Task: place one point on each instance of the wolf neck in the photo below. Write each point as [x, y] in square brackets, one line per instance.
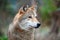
[17, 28]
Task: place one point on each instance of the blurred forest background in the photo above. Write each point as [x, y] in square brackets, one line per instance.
[48, 15]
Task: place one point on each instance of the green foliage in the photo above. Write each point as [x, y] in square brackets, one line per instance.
[46, 9]
[3, 38]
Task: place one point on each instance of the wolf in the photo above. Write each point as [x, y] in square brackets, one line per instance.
[23, 24]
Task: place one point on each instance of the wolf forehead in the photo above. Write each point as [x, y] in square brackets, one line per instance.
[29, 10]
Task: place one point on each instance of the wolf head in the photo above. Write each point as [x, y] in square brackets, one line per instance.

● ● ●

The request: Reproduce the material from the line containing "Task: place one point on each instance of the wolf forehead" through the end, substituting "occurrence" for "instance" wherever it appears and leaving everything else unchanged.

Exercise response:
Task: place one point on each occurrence of the wolf forehead in the photo above. Write each point as [x, y] in square brackets, one line per occurrence.
[29, 10]
Task: place one point on each occurrence of the wolf head in the photo above. Write each point as [x, y] in square brackets, one line per occurrence.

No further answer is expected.